# I really should be SO ashamed of myself!



## ShanniBella (Jul 1, 2011)

To put my girl through this torture!!! LOL! I'm a little late but here she is all dressed up for Christmas  Hope everyone had a great holiday!


----------



## MollyWoppy (Mar 19, 2010)

Yep, if looks could kill, you'd be lunch meat now.
Cute pic's though, even if we're all laughing our ar$es off!


----------



## NewYorkDogue (Sep 27, 2011)

Well, isn't she just a cutie! I especially love the last picture; it looks like she has on a little house dress...


----------



## ShanniBella (Jul 1, 2011)

Thanks  Glad she could make you laugh!


----------



## xellil (Apr 4, 2011)

Yep, that's for sure a Christmas outfit! I think she's adorable.


----------



## Sprocket (Oct 4, 2011)

Aww so cute! 

I think your dog and Gunner should be friends  They would have a good time


----------



## Khan (Jan 17, 2010)

Oh my gosh! That's pretty darn cute!! She's a VERY good sport! I hope she got some extra treats!!


----------



## ShanniBella (Jul 1, 2011)

xellil said:


> Yep, that's for sure a Christmas outfit! I think she's adorable.


Thanks  I think she's pretty darn cute as well 


Sprocket said:


> Aww so cute!
> 
> I think your dog and Gunner should be friends  They would have a good time


And just what kind of "friends" do you want them to be?? LOL!!! Gunner looks to be a ham himself LOL! 



Khan said:


> Oh my gosh! That's pretty darn cute!! She's a VERY good sport! I hope she got some extra treats!!


She did get plenty of toys and treats under the Christmas tree. Spoiled little brat LOL! Thanks for the compliments


----------



## Sprocket (Oct 4, 2011)

ShanniBella said:


> Thanks  I think she's pretty darn cute as well
> 
> And just what kind of "friends" do you want them to be?? LOL!!! Gunner looks to be a ham himself LOL!
> 
> ...


Haha just buddies! He is neutered after all! And yea he's a ham and sharp as a marble :tongue:


----------



## trikerdon (May 14, 2011)

Love the cartoon. It is going on my facebook page........


----------



## catahoulamom (Sep 23, 2010)

» Directive:
Return the forum thread passage from "Yep, if looks" to "(Sep 27, 2011)". Rely only on the forum thread above.

» Extracted data:
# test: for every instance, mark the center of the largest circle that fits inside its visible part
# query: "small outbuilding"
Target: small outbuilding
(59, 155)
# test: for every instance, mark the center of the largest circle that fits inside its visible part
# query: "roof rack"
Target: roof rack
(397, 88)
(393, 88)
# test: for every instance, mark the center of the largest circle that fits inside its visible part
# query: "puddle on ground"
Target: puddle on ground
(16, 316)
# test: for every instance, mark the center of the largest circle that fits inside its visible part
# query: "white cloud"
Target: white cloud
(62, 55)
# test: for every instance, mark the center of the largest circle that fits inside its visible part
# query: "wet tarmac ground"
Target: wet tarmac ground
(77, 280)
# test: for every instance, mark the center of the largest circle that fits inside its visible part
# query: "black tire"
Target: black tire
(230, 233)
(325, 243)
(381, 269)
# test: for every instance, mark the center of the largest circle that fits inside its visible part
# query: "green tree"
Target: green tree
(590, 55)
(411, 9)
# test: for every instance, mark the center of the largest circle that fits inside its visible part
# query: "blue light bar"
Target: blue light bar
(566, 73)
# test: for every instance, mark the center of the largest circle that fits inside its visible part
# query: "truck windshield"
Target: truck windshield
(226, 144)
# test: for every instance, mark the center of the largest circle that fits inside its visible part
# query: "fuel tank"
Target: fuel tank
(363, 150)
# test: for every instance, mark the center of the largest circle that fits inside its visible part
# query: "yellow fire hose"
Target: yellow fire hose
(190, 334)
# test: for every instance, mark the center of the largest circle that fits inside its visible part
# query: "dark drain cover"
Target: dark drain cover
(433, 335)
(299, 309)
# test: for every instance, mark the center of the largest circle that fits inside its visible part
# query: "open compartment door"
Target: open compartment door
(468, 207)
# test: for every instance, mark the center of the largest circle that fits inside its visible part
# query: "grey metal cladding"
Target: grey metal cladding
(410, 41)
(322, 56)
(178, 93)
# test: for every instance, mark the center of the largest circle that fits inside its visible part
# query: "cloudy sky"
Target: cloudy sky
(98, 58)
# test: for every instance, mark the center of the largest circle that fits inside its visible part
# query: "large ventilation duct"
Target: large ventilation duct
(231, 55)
...
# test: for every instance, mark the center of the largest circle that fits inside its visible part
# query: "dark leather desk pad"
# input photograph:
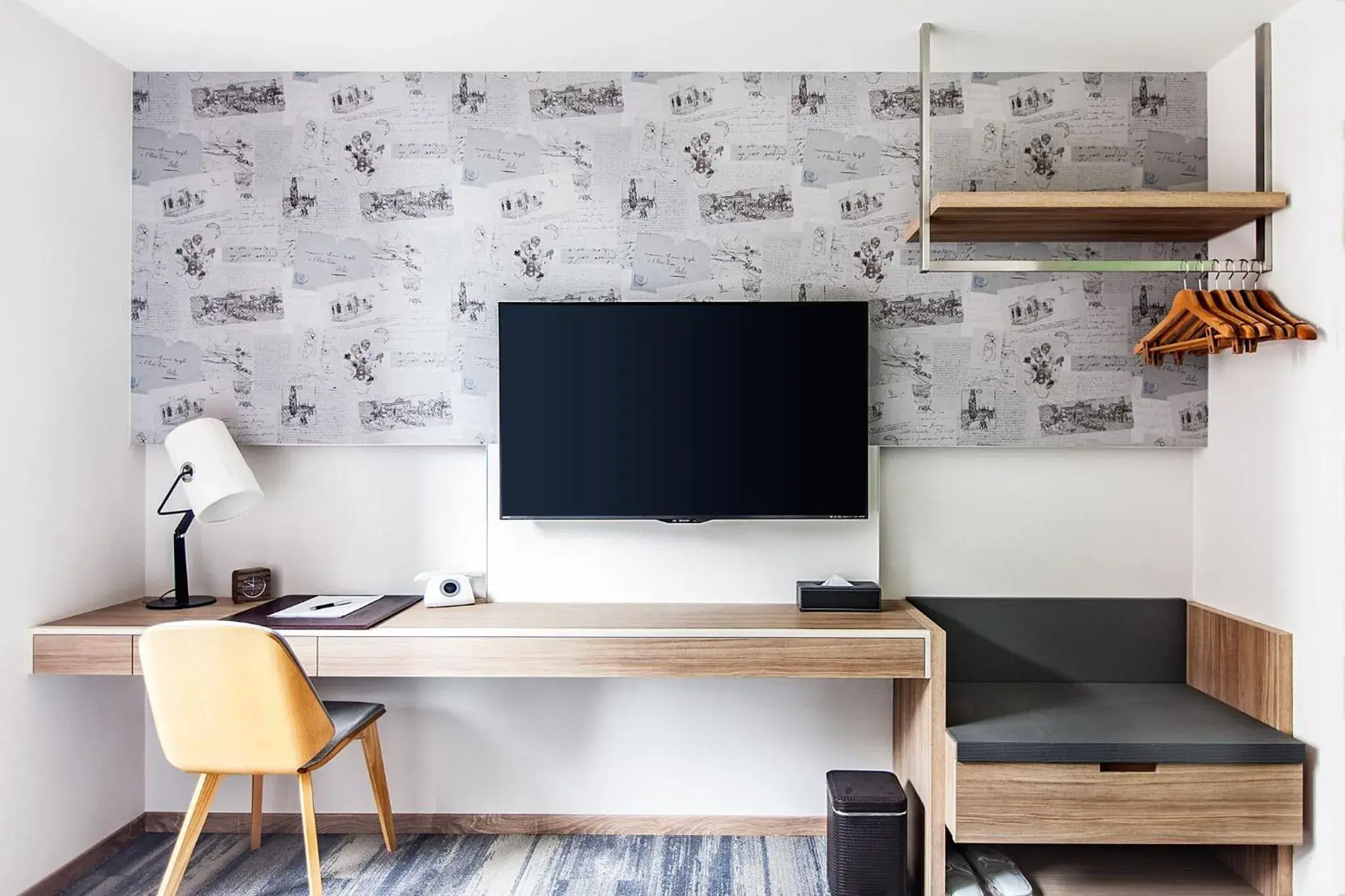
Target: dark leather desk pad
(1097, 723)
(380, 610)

» Solved problem:
Yep, if looks could kill, you'd be lunch meat now.
Cute pic's though, even if we're all laughing our ar$es off!


----------



## NewYorkDogue (Sep 27, 2011)